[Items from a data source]
%%

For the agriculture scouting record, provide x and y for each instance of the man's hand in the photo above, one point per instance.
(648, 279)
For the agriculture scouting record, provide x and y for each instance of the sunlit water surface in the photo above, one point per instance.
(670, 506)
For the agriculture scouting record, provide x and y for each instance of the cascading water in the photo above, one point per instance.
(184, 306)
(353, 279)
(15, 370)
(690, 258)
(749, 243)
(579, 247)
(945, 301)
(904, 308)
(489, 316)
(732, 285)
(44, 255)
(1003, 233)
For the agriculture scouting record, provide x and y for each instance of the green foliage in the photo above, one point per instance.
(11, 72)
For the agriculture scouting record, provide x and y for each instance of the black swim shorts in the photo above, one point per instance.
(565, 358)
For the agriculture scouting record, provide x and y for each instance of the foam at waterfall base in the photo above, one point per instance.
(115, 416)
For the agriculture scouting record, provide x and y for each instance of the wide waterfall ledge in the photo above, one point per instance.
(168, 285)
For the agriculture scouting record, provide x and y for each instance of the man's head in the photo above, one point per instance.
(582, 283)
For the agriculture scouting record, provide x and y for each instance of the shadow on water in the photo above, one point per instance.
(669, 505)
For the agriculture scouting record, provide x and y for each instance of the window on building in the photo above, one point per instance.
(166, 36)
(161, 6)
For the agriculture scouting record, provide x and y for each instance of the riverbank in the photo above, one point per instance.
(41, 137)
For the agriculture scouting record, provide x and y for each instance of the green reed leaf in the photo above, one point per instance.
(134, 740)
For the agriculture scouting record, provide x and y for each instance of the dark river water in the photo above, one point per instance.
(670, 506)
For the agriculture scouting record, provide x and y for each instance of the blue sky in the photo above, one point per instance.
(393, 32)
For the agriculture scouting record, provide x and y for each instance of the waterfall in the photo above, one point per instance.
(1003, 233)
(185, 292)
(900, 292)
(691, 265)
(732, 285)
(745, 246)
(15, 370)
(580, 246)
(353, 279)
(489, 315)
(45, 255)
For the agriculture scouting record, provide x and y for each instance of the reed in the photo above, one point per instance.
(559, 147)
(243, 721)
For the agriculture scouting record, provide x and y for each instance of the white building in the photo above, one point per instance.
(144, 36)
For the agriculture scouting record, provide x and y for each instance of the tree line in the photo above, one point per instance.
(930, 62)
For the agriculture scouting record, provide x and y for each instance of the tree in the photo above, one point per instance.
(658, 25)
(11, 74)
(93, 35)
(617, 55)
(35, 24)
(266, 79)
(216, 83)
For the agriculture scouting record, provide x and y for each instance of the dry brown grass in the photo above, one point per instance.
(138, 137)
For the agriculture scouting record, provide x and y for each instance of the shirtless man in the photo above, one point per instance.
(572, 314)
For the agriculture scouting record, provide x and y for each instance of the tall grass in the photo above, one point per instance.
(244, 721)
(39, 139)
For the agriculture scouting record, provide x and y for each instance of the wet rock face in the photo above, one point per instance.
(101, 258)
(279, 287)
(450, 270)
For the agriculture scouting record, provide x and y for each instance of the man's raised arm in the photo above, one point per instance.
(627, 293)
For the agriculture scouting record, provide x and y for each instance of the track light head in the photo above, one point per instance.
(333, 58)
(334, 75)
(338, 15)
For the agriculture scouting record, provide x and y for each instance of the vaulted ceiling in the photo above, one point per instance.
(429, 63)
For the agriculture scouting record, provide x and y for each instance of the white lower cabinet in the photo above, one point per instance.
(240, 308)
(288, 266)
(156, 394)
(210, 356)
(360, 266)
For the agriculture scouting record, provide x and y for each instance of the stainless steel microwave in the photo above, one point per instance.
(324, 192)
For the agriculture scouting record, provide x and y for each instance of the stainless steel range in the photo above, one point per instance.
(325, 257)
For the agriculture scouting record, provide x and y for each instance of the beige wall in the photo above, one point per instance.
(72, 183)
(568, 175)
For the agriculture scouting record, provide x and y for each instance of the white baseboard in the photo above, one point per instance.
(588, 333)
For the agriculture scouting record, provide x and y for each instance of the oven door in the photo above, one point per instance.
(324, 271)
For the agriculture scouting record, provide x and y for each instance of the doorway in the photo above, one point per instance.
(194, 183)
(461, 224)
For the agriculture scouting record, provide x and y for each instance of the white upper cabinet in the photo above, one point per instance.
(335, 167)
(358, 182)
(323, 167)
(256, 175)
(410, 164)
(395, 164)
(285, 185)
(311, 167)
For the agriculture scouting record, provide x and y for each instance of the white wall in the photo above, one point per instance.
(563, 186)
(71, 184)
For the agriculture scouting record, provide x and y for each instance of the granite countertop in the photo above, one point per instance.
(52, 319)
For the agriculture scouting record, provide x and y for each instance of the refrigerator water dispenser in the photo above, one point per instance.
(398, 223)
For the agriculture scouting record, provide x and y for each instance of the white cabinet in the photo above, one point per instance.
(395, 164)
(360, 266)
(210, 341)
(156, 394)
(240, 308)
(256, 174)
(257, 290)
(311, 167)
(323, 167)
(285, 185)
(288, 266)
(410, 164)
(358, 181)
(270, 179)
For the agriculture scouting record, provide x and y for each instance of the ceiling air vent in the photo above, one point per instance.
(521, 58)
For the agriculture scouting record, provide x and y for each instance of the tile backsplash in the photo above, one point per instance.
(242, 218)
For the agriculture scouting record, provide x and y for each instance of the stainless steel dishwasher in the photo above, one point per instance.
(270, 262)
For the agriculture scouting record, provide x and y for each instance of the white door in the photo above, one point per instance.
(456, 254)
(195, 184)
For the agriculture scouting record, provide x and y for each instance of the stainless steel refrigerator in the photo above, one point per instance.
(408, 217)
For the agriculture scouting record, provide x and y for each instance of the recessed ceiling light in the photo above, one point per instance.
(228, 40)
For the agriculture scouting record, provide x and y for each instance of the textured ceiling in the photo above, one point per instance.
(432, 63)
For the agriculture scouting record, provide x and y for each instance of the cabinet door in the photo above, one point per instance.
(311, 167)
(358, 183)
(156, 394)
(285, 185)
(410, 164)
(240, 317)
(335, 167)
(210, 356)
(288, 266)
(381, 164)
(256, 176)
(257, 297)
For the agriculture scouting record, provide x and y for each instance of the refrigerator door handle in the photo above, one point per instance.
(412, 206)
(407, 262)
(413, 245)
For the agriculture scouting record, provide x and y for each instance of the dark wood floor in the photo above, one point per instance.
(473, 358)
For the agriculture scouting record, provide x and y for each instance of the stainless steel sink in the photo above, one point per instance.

%%

Please retype, exactly as written, every line from the line containing "of the recessed" through the last line of the records above, including both of those lines, and nothing else.

For the agriculture scouting record, provide x and y for each instance of the recessed ceiling light in the photo above, one point per instance.
(228, 40)
For the agriculture scouting record, provide x and y for each instance of the textured ceiling in the photo above, one point per instance.
(432, 63)
For the agriculture scouting record, provide x and y for each instance of the cabinet door in the photo above, one point per instance.
(311, 167)
(358, 183)
(156, 394)
(285, 185)
(410, 164)
(240, 317)
(335, 167)
(210, 356)
(288, 266)
(381, 164)
(256, 176)
(257, 297)
For the agriculture scouting record, provide x and y for each instance of the refrigerator door handle in the photo above, one point per instance.
(412, 206)
(407, 262)
(413, 245)
For the agriculture scouting record, provide x and y for each instance of the dark wood floor in the photo above, one point per instance.
(473, 358)
For the agriculture scouting record, provide x and y for each instance of the stainless steel sink in the photo above, one point per instance.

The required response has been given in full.